» **TASK DATA**
▼
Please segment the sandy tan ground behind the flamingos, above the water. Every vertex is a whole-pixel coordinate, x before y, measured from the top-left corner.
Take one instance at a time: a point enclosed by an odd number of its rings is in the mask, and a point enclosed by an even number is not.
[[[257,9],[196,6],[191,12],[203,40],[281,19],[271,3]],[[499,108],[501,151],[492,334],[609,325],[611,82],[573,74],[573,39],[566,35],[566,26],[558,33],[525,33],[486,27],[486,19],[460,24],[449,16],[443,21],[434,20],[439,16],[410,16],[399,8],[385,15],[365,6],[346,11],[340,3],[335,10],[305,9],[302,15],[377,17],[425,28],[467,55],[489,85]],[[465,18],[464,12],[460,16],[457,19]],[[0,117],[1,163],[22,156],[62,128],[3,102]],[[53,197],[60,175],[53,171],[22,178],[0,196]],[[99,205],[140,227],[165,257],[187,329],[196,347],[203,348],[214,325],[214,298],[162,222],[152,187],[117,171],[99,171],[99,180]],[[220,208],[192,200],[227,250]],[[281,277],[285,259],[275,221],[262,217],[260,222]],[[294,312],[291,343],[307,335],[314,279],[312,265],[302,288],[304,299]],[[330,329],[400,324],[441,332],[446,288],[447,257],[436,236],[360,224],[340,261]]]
▲
▼
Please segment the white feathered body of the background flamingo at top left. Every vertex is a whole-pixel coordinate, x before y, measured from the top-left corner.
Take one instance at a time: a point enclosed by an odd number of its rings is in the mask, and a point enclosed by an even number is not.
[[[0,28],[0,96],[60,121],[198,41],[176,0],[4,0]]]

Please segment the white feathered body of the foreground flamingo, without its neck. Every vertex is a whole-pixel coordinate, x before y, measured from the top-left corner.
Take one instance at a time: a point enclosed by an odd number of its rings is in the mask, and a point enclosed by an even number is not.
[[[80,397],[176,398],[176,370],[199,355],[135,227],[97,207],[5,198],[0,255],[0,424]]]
▲
▼
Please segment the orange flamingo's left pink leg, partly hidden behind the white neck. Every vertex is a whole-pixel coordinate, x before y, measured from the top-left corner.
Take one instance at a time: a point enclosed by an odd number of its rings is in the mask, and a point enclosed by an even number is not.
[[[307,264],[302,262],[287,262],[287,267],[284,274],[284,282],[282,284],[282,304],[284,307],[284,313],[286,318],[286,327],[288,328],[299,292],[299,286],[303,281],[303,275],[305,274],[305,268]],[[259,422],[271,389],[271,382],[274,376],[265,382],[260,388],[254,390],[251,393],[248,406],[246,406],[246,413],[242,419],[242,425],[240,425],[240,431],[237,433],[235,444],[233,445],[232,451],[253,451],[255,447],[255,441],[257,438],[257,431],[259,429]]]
▲
» **AIM OF THE EXERCISE**
Each line above that has the word "pixel" must be copied.

» **ANSWER SPACE**
Please segment the sandy tan ground behind the flamingos, above the water. Every vertex is a whole-pixel coordinate, x before y, measured from the top-left corner.
Please segment the white feathered body of the background flamingo at top left. Every vertex is a whole-pixel coordinate, x before y, measured from the top-left corner.
Please segment the white feathered body of the foreground flamingo, without its neck. Every vertex is a whole-pixel coordinate, x before y, measured from the top-left corner.
Please segment the orange flamingo's left pink leg, partly hidden behind the white neck. Every vertex is a whole-pixel coordinate, x before y, measured from the top-left corner.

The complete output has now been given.